▸ Exercise instructions:
Would you show every line from the records that holds "number"?

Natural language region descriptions
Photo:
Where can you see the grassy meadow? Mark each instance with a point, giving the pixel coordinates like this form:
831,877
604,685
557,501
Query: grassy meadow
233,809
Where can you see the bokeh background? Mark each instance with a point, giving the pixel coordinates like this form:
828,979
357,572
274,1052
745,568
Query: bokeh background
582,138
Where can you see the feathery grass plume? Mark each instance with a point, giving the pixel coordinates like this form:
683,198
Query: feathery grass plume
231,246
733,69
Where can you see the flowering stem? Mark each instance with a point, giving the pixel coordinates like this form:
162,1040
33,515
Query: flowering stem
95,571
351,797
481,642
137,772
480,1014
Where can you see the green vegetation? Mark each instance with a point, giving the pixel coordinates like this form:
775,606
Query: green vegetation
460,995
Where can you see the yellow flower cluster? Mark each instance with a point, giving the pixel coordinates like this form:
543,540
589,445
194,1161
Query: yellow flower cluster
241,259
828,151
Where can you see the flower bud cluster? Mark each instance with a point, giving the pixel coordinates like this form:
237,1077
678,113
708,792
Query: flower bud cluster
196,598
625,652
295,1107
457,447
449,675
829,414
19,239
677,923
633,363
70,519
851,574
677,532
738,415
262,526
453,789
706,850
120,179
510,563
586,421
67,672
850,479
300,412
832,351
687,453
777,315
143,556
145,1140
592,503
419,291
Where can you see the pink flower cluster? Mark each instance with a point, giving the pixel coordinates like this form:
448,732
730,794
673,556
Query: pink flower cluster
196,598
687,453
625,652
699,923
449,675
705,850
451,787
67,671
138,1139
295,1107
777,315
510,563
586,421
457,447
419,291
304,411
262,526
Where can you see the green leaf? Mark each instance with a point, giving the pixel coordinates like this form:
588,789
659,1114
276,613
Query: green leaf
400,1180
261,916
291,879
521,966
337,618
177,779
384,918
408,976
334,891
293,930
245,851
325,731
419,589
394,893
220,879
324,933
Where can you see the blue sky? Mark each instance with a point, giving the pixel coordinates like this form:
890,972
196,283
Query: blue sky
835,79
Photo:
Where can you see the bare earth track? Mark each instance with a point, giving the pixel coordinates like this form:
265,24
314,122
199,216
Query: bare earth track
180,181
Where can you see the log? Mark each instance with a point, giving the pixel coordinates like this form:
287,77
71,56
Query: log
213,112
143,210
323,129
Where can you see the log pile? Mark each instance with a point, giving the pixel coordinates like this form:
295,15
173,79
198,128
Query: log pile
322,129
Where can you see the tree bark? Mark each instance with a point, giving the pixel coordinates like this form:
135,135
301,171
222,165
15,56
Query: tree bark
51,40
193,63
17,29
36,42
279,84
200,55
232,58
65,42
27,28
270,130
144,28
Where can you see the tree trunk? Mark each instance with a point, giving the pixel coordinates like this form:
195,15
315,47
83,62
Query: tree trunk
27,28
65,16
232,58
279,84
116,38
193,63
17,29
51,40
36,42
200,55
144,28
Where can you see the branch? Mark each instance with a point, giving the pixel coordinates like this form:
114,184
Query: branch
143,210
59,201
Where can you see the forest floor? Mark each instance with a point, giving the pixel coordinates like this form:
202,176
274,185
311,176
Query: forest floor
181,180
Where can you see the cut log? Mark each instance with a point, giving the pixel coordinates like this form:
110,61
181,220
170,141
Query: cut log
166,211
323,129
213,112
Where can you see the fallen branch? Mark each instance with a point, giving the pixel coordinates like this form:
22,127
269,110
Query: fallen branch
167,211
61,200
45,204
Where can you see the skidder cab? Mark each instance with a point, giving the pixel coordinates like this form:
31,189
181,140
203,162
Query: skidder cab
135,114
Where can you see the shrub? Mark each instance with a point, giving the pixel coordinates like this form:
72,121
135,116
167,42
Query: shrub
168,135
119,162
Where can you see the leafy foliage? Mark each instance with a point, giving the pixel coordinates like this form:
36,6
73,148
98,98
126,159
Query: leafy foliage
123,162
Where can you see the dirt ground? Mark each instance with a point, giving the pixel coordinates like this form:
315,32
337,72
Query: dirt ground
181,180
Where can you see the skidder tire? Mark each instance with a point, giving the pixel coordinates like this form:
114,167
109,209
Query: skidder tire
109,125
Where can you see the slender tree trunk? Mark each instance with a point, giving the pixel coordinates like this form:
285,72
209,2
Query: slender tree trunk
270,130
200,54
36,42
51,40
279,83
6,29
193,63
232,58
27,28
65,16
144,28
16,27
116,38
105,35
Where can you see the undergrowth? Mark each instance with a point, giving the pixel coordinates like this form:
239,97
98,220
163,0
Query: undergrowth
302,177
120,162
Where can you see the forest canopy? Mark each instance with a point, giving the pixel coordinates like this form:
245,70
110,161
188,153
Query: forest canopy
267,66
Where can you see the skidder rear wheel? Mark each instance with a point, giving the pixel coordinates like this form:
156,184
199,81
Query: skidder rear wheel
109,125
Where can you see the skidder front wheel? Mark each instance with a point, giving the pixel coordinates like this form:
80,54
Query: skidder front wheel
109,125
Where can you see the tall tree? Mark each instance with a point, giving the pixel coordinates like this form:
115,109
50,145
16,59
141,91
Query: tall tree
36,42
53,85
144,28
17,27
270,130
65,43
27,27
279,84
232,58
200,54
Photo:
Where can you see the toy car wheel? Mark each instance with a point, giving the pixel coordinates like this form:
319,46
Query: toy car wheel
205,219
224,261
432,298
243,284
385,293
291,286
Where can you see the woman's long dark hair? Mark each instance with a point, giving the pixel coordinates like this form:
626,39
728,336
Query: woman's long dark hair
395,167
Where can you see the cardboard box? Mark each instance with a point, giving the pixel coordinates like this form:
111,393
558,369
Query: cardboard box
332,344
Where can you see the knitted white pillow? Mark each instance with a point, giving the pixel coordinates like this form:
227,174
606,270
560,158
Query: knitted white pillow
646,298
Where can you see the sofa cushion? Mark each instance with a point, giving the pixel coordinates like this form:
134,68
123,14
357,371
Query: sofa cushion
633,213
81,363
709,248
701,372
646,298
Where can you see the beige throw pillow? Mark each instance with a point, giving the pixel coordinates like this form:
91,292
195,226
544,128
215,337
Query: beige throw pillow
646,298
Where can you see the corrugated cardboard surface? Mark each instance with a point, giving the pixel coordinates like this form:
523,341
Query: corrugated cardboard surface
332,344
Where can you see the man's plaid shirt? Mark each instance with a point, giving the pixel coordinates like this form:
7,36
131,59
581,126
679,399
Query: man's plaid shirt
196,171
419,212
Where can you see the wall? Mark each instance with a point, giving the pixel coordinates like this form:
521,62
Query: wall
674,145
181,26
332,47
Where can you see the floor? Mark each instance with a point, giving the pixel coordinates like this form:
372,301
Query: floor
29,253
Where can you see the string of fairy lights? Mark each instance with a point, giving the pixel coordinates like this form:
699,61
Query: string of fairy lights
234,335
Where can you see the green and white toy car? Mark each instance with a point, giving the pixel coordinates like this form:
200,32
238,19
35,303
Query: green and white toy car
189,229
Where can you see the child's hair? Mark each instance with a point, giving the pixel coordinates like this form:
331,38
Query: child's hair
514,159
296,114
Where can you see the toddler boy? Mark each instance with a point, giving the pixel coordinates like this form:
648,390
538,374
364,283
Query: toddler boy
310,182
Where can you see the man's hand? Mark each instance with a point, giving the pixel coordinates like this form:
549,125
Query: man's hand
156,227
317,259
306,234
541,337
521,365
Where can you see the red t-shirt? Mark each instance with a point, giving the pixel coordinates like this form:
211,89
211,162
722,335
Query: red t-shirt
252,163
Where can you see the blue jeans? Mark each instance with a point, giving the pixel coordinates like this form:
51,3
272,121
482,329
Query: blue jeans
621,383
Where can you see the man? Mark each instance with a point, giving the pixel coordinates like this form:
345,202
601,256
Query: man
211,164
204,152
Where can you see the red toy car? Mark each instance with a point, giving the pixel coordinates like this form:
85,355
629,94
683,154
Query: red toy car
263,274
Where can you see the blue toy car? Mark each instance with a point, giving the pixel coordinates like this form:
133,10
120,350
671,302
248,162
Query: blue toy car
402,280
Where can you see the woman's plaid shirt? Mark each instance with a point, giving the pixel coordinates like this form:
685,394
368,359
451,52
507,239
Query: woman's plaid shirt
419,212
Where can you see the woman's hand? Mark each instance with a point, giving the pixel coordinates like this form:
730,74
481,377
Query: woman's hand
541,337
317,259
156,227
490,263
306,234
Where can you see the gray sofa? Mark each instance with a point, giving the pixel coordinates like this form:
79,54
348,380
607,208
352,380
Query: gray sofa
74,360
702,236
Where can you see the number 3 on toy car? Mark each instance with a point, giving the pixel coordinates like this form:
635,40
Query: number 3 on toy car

▸ Solution for this problem:
Where can you see the number 3 on toy car? Mark each instance with a point, giving the pixel coordinates like this form:
Query: number 3 on toy car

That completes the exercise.